## Source text

____________________

# Bellman equations for reinforcement learning

24 September 2016

These are notes of lecture 2 of David Silver’s course on reinforcement learning.

The goal is to set up a framework which is commonly used in the current reinforcement learning literature.

## Markov reward processes (MRP)

We define the MRP framework and derive some recursive equations.

 $$\mathcal S$$ $$\dots$$ finite set of states $$\mathcal P$$ $$\dots$$ state transition matrix $$\mathcal R$$ $$\dots$$ reward function $$\gamma$$ $$\dots$$ discount factor

States $$\mathcal S = \{1, \dotsc, n\}$$.

____________________

## Written exercise 1
Return every line of the rows below that contains the word "lamp", treating uppercase and lowercase as different.

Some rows
____________________

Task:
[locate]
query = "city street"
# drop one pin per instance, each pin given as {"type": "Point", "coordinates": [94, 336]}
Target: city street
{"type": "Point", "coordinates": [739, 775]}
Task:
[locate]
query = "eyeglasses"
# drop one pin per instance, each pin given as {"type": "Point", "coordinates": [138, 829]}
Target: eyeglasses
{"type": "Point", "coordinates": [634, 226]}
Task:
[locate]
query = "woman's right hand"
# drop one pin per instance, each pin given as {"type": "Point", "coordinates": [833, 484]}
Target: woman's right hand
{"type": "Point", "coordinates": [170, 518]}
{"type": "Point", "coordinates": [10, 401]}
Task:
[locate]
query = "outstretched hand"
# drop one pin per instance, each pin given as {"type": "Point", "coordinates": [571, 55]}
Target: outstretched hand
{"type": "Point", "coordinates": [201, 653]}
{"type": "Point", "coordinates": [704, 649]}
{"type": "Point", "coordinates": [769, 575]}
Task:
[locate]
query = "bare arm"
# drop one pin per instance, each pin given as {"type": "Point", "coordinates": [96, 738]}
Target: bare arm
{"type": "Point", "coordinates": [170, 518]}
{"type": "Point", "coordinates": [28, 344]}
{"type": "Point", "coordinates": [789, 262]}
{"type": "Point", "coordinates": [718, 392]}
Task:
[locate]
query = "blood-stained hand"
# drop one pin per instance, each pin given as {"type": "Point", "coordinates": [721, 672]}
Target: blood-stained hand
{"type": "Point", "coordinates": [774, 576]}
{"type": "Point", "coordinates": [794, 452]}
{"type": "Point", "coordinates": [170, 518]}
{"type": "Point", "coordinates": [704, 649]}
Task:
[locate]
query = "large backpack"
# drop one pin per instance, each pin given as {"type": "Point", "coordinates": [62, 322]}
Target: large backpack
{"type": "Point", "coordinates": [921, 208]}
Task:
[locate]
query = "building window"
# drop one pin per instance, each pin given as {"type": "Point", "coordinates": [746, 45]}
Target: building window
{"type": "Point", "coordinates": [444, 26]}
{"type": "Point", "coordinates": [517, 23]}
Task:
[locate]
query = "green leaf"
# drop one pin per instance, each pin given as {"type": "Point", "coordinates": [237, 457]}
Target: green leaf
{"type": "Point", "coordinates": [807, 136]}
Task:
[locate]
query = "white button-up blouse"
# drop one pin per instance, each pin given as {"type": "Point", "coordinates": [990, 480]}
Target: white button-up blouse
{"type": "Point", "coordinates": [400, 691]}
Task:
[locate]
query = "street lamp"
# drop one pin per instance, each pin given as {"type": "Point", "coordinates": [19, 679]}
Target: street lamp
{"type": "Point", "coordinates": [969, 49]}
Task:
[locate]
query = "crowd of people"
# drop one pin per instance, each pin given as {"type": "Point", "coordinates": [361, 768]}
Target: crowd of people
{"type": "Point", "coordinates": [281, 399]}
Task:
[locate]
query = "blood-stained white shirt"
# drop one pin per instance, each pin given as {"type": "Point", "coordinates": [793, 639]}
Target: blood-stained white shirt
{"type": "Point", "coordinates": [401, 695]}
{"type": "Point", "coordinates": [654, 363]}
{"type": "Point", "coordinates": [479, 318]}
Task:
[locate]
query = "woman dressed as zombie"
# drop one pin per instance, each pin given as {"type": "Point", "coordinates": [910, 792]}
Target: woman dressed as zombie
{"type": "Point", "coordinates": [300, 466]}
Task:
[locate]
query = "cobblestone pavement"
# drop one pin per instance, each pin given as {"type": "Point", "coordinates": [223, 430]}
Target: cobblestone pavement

____________________

## Written exercise 2
Reproduce the Bellman equations notes above in full, without changing anything.

## Reply 1
query = "street lamp"
Target: street lamp

## Reply 2
# Bellman equations for reinforcement learning

24 September 2016

These are notes of lecture 2 of David Silver’s course on reinforcement learning.

The goal is to set up a framework which is commonly used in the current reinforcement learning literature.

## Markov reward processes (MRP)

We define the MRP framework and derive some recursive equations.

 $$\mathcal S$$ $$\dots$$ finite set of states $$\mathcal P$$ $$\dots$$ state transition matrix $$\mathcal R$$ $$\dots$$ reward function $$\gamma$$ $$\dots$$ discount factor

States $$\mathcal S = \{1, \dotsc, n\}$$.